_Passage shown:_
:::

We here use Fisher’s method, since it simplifies the following demonstration. See Choosing a combining method as to how this affects our results and their interpretation.

Checking the result

Let’s convince ourselves that the result of combine is actually correct. To this end, we first implement the statistic of Fisher’s method (as used by SciPy) for combining Mann–Whitney U tests. Note how the result agrees with that of applying combine_pvalues above:

def fisher_statistic(dataset):
	pvalues = [ mannwhitneyu(C,T,alternative="less").pvalue for C,T in dataset ]
	return -2*np.sum(np.log(pvalues))

data_statistic = fisher_statistic(data)
print(data_statistic)
# 27.447712265267114

Next, we implement a function that samples analogous datasets corresponding to our null hypothesis (surrogates). (Since we only care about the order of samples, we do not have to recreate the magnitude of values.)

rng = np.random.default_rng()
def null_sample(data):
	return [
		( rng.random(len(C)), rng.random(len(T)) )
		for C,T in data
	]

Finally, we sample n=10000 times from our null model and estimate the p value by comparing the values of Fisher’s statistic for the null model and the original data.

n = 10000
null_statistic = [ fisher_statistic(null_sample(data)) for _ in range(n) ]
count = np.sum( null_statistic >= data_statistic )
p_from_simulation = (count+1)/(n+1)
print(p_from_simulation)
# 0.0016998300169983002

This confirms the low p value we obtained with combine above and that the p values obtained with the other methods were too high. You may note that, although this value is low, it is not within the confidence interval of the result of combine from above. The reason for this is that n and thus count is low (in the above, count is just 16). Thus, the p value estimate from the null model is subject to much higher fluctuations than that of combine. Obtaining a precision comparable to combine would require an excessive amount of time.

:::

_Given information:_
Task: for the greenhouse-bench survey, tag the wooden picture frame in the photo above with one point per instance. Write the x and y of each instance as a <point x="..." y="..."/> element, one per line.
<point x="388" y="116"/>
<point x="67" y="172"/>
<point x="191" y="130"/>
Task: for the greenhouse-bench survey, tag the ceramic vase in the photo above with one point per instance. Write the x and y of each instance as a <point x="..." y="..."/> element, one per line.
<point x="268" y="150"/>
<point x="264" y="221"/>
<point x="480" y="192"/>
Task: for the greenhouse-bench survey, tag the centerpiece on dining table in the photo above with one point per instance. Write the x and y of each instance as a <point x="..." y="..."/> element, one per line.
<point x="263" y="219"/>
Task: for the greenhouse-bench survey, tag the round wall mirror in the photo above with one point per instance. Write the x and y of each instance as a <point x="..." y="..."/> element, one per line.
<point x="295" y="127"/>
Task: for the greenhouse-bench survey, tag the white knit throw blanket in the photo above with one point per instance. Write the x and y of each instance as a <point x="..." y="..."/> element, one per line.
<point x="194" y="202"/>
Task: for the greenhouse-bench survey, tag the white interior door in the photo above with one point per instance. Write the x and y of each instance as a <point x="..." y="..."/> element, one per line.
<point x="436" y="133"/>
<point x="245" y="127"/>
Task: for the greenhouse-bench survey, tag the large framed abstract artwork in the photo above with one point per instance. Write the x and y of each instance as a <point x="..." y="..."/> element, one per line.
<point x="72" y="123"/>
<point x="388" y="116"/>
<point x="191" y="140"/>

:::

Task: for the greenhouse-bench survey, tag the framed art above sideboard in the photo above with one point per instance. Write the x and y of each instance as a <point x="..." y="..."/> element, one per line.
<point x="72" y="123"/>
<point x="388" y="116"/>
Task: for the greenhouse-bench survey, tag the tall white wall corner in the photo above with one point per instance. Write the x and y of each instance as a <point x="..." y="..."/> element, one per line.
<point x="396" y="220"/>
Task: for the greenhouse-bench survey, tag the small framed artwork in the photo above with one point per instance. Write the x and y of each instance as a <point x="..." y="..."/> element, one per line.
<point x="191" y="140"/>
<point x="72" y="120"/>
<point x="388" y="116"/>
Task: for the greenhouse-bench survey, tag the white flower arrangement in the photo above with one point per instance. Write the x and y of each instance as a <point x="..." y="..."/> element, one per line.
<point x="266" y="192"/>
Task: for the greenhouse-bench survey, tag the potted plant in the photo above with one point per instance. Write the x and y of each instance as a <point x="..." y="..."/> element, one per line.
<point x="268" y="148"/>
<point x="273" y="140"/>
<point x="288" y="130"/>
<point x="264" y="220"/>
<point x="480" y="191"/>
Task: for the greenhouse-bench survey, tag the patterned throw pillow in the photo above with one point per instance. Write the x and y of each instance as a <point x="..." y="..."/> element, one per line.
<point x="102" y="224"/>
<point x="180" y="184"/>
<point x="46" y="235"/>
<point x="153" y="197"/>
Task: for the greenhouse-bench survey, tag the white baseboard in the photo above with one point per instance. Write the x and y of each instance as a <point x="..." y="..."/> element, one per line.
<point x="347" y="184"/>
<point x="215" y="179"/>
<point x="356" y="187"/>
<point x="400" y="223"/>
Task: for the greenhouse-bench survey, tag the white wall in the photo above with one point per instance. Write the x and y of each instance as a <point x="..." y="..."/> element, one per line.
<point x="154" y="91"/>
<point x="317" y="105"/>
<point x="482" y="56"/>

:::

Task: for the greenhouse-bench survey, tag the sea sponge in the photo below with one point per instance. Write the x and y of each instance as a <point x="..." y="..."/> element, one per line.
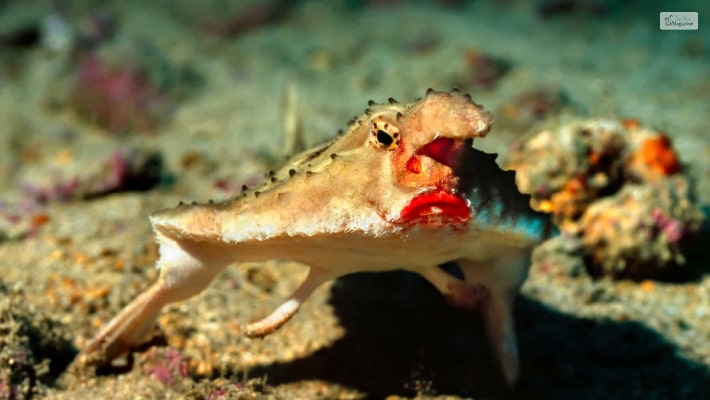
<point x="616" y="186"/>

:::

In the passage on checking the combine result, why is the p value estimated from the null model subject to much higher fluctuations than that of combine?

Because n, and thus count, is low.